**Segmentation labeling lines**
○ ○ ○ ○
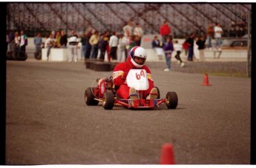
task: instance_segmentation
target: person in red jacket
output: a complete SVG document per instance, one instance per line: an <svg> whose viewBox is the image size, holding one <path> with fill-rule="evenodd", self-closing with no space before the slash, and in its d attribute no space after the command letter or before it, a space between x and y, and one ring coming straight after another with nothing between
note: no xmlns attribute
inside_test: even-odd
<svg viewBox="0 0 256 168"><path fill-rule="evenodd" d="M138 95L142 95L142 98L156 99L158 95L157 89L154 87L149 68L145 65L147 58L145 50L141 47L134 47L125 62L118 64L114 69L113 81L116 88L116 94L124 99L137 99ZM126 82L126 77L131 69L142 69L147 73L149 87L147 90L137 91L129 87Z"/></svg>
<svg viewBox="0 0 256 168"><path fill-rule="evenodd" d="M160 35L162 36L162 41L165 41L166 36L171 34L171 28L167 24L167 21L165 21L160 27Z"/></svg>

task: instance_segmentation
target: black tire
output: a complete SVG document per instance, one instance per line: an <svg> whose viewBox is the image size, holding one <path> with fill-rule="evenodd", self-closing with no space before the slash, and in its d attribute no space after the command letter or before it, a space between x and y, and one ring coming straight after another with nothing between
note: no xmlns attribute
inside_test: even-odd
<svg viewBox="0 0 256 168"><path fill-rule="evenodd" d="M27 58L27 55L23 51L19 51L16 55L16 60L25 61Z"/></svg>
<svg viewBox="0 0 256 168"><path fill-rule="evenodd" d="M42 51L36 51L34 53L34 56L36 60L42 60Z"/></svg>
<svg viewBox="0 0 256 168"><path fill-rule="evenodd" d="M114 98L112 91L106 90L102 97L102 106L105 110L113 109Z"/></svg>
<svg viewBox="0 0 256 168"><path fill-rule="evenodd" d="M99 104L99 101L94 100L95 95L93 91L96 87L88 87L85 92L85 102L88 106L96 106Z"/></svg>
<svg viewBox="0 0 256 168"><path fill-rule="evenodd" d="M157 90L158 95L157 95L157 99L160 98L160 90L159 90L159 88L157 87L154 87Z"/></svg>
<svg viewBox="0 0 256 168"><path fill-rule="evenodd" d="M168 92L165 104L168 109L176 109L178 105L178 95L175 92Z"/></svg>
<svg viewBox="0 0 256 168"><path fill-rule="evenodd" d="M93 70L95 71L111 71L111 64L105 62L96 62L93 64Z"/></svg>
<svg viewBox="0 0 256 168"><path fill-rule="evenodd" d="M13 54L13 51L7 51L6 52L6 59L7 60L12 60L12 54Z"/></svg>

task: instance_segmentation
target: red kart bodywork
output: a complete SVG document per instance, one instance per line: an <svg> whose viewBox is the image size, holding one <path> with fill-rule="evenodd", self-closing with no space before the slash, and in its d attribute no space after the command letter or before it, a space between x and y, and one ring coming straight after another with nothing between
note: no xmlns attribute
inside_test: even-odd
<svg viewBox="0 0 256 168"><path fill-rule="evenodd" d="M96 81L98 83L96 87L88 87L85 90L85 99L88 105L97 105L98 102L101 101L105 109L110 110L112 109L114 105L134 109L151 109L159 107L163 103L165 103L168 108L174 109L176 108L177 104L177 96L176 93L171 93L174 97L177 97L175 98L177 101L174 102L176 104L171 104L172 106L169 107L167 104L168 104L170 101L167 99L167 97L164 98L158 98L157 99L143 99L140 98L140 96L139 99L122 99L119 98L115 92L115 87L113 84L112 77L98 78ZM140 95L140 94L138 95ZM166 96L167 95L166 95ZM173 95L171 95L171 97L173 97Z"/></svg>

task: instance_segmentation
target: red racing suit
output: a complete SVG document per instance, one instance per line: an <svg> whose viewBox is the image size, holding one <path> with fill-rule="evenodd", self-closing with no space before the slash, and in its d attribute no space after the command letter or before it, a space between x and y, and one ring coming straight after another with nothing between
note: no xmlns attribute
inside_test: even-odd
<svg viewBox="0 0 256 168"><path fill-rule="evenodd" d="M149 87L147 90L141 90L140 94L142 95L142 98L145 98L151 89L154 87L154 81L151 79L151 73L149 68L143 65L142 67L137 67L131 61L131 56L128 56L125 62L118 64L113 72L114 84L116 88L116 94L119 97L124 99L129 98L130 87L127 85L126 76L131 69L144 69L147 72Z"/></svg>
○ ○ ○ ○
**Task goal**
Could you copy every line above word for word, omitting the pictures?

**The result**
task: instance_segmentation
target: person in red jacket
output: a complete SVG document per instance, one instance per line: an <svg> whose viewBox is the image size, holding one <path> with fill-rule="evenodd", self-closing with no space before the slash, and in its d attribute no space after the command letter or before it, a space between x and y, and one ring coming straight after another with nothing between
note: no xmlns attribute
inside_test: even-odd
<svg viewBox="0 0 256 168"><path fill-rule="evenodd" d="M138 95L142 95L142 98L156 99L158 95L157 89L154 87L149 68L145 65L147 58L145 50L141 47L134 47L125 62L118 64L114 69L113 81L116 88L116 94L124 99L137 99ZM126 82L126 77L131 69L142 69L147 73L149 87L147 90L137 91L129 87Z"/></svg>
<svg viewBox="0 0 256 168"><path fill-rule="evenodd" d="M160 35L162 36L162 41L165 41L166 36L171 34L171 28L167 24L167 21L165 21L160 27Z"/></svg>

task: instance_segmentation
target: black tire
output: a complete SVG document per instance, one instance per line: an <svg> whose viewBox is the image size, holding one <path> with fill-rule="evenodd", self-closing with no space before the slash, and in its d attribute no space after the command letter or before it, a space between x and y, and one ring coming straight after another with nothing between
note: no xmlns attribute
inside_test: even-odd
<svg viewBox="0 0 256 168"><path fill-rule="evenodd" d="M27 58L27 55L23 51L19 51L16 55L16 60L25 61Z"/></svg>
<svg viewBox="0 0 256 168"><path fill-rule="evenodd" d="M42 51L36 51L34 53L34 56L36 60L42 60Z"/></svg>
<svg viewBox="0 0 256 168"><path fill-rule="evenodd" d="M114 98L112 91L106 90L102 97L102 106L105 110L113 109Z"/></svg>
<svg viewBox="0 0 256 168"><path fill-rule="evenodd" d="M99 104L99 101L94 100L95 95L93 91L96 87L88 87L85 92L85 102L88 106L96 106Z"/></svg>
<svg viewBox="0 0 256 168"><path fill-rule="evenodd" d="M157 90L158 95L157 95L157 99L160 98L160 90L159 90L159 88L157 87L154 87Z"/></svg>
<svg viewBox="0 0 256 168"><path fill-rule="evenodd" d="M168 92L165 104L168 109L176 109L178 105L178 95L175 92Z"/></svg>
<svg viewBox="0 0 256 168"><path fill-rule="evenodd" d="M93 70L95 71L111 71L111 64L105 62L96 62L93 64Z"/></svg>
<svg viewBox="0 0 256 168"><path fill-rule="evenodd" d="M13 54L13 51L7 51L6 52L6 59L7 60L12 60L12 54Z"/></svg>

task: instance_segmentation
target: red kart bodywork
output: a complete SVG document per instance, one instance per line: an <svg> whose viewBox is the image size, holding one <path> with fill-rule="evenodd", self-closing with no space before the slash, and in its d attribute no space after the command letter or before it, a space between x and y, and one ring coming straight after another with nothing between
note: no xmlns attribute
inside_test: even-odd
<svg viewBox="0 0 256 168"><path fill-rule="evenodd" d="M96 81L98 83L96 87L88 87L85 90L85 99L88 105L97 105L98 102L101 101L105 109L110 110L112 109L114 105L134 109L151 109L159 107L163 103L165 103L168 108L174 109L176 108L177 104L177 96L176 93L171 93L174 97L177 97L175 98L177 101L174 102L176 104L171 104L172 106L169 107L167 104L168 104L170 101L167 99L167 97L164 98L158 98L157 99L143 99L140 98L140 96L139 99L122 99L119 98L115 92L115 87L113 84L112 77L98 78ZM140 95L140 94L138 95ZM166 96L167 95L166 95ZM173 95L171 95L171 97L173 97Z"/></svg>

task: instance_segmentation
target: red racing suit
output: a complete SVG document per instance, one instance per line: an <svg> whose viewBox is the image size, holding one <path> with fill-rule="evenodd", self-closing with no space before the slash, and in its d attribute no space after the command letter or before it, a space between x and y, and one ring coming straight after another with nothing between
note: no xmlns attribute
inside_test: even-odd
<svg viewBox="0 0 256 168"><path fill-rule="evenodd" d="M149 87L147 90L141 90L140 94L142 95L142 98L145 98L151 89L154 87L154 81L151 79L151 73L149 68L143 65L142 67L137 67L131 61L131 56L128 56L125 62L118 64L113 72L114 84L116 88L116 94L119 97L124 99L129 98L130 87L127 85L126 76L131 69L144 69L147 72Z"/></svg>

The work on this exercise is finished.